Ainsi, dans OneAtlas, il y a déjà 200 start-up, confie Philippe Pham. Airbus Space a développé des partenariats avec de nombreuses start-up spécialisées dans l'analyse des images aux Etats-Unis, en Europe de l'Est, en Asie, en Afrique et au Moyen Orient. Ainsi, le groupe fait appel à des sociétés comme FTP au Vietnam pour le machine learning, pour caractériser toutes les flottes de bateaux, tagger des images de façon à ce que les algorithmes apprennent plus vite. "Nous avons beaucoup réfléchi à comment on pouvait embarquer les meilleurs dans chacun de leur domaine et comment on pouvait les responsabiliser dans leurs investissements pour qu'ils restent les meilleurs dans leur domaine", précise-t-il. Ainsi, Airbus Space a embarqué Capgemini, CS Group mais aussi la start-up Preligens, on encore Geotrend à Toulouse.

Entrées d'un jeu d'annotations par points:
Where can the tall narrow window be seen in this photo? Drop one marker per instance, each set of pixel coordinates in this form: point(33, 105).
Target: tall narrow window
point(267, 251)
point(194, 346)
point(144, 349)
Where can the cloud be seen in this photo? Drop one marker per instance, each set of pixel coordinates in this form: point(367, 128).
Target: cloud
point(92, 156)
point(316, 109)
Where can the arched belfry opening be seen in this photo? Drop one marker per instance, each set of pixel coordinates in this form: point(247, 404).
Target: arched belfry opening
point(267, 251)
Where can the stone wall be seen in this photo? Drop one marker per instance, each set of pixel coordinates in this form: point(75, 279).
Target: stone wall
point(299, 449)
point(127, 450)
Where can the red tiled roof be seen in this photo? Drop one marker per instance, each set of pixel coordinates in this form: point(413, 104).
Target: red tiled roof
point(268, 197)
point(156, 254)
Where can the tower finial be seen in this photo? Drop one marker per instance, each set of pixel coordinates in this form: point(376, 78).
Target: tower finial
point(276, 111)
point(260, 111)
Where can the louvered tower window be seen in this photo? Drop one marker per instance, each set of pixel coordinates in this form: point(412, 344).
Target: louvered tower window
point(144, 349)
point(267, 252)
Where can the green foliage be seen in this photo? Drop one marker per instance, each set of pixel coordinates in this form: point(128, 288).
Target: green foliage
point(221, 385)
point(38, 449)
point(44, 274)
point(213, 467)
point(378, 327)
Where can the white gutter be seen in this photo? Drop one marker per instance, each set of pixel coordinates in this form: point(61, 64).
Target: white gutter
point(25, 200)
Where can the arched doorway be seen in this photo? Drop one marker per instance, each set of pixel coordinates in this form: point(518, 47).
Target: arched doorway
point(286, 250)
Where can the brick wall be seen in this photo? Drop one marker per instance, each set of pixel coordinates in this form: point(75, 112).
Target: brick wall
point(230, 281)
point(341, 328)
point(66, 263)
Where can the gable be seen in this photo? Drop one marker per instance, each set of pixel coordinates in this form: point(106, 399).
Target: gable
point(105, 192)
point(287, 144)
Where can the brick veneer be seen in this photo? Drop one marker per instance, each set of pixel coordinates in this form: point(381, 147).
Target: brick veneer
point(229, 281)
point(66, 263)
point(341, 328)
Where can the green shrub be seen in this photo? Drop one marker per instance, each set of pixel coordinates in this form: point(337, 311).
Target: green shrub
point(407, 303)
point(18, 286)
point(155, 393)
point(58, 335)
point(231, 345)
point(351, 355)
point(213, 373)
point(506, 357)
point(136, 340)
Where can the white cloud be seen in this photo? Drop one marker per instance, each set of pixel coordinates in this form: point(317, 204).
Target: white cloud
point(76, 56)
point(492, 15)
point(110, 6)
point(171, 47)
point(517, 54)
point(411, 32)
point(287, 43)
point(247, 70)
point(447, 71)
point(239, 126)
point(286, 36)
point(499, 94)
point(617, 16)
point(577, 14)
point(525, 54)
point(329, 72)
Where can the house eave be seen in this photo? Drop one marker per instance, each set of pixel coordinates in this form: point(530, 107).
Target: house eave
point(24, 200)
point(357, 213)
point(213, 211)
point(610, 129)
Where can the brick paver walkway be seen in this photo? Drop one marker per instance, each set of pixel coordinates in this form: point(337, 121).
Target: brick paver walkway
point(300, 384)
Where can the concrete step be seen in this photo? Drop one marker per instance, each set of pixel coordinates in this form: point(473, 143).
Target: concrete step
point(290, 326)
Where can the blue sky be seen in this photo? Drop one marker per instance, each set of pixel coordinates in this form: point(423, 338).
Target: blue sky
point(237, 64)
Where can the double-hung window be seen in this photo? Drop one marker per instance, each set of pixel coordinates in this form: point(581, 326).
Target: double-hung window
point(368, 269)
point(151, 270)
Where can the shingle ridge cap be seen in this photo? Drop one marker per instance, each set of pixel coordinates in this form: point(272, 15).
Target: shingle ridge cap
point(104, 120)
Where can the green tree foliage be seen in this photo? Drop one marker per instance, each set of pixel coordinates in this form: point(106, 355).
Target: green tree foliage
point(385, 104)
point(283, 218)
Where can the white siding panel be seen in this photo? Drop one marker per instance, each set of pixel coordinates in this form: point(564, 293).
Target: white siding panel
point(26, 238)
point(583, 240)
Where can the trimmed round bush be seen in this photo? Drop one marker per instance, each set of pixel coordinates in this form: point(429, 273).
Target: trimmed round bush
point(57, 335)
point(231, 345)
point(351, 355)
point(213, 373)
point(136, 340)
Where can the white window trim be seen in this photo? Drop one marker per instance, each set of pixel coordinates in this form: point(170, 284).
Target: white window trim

* [TRAVAIL À FAIRE]
1 > Répondez à ces questions sur l'extrait consacré à Airbus Space.
(a) Combien de start-up y a-t-il déjà dans OneAtlas ?
(b) Dans quel pays se trouve la société FTP ?
(c) Dans quelle ville se trouve Geotrend ?
2 > Les affirmations suivantes concordent-elles avec l'extrait consacré à Airbus Space ?
(a) Airbus Space fait appel à FTP pour le machine learning.
(b) Les partenariats d'Airbus Space avec des start-up se limitent à l'Europe.
(c) Preligens est une start-up.
3 > Donnez la suite de l'extrait consacré à Airbus Space, à partir de sa dernière phrase.

* [RÉPONSES]
1 >
(a) 200 start-up.
(b) Au Vietnam.
(c) À Toulouse.

2 >
(a) Oui : « le groupe fait appel à des sociétés comme FTP au Vietnam pour le machine learning ».
(b) Non : « aux Etats-Unis, en Europe de l'Est, en Asie, en Afrique et au Moyen Orient ».
(c) Oui : « la start-up Preligens ».

3 >
Par ailleurs, dans le cadre du volet spatial du plan France Relance, le consortium mené par Airbus a été choisi par la Direction Générale des Entreprises (DGE) et le CNES pour mener le projet DOMINO-X, qui vise à standardiser les architectures des segments sol d'observation de la Terre et favoriser l'émergence d'une offre de produits et services modulaires grâce au cloud et à l'intelligence artificielle. "Nous allons industrialiser les segments sol depuis la réception satellite, puis le processing d'imagerie et de data, et, enfin, le downstream service, c'est-à-dire des produits très spécifiques pour les marchés verticaux (agriculture, surveillance maritime...)", explique Philippe Pham. Résultat, Airbus Space est aussi bien à bord avec ses satellites, au sol avec ses stations et dans les services avec OneAtlas. 2022 a de fortes chances d'être l'année d'Airbus Space dans l'observation...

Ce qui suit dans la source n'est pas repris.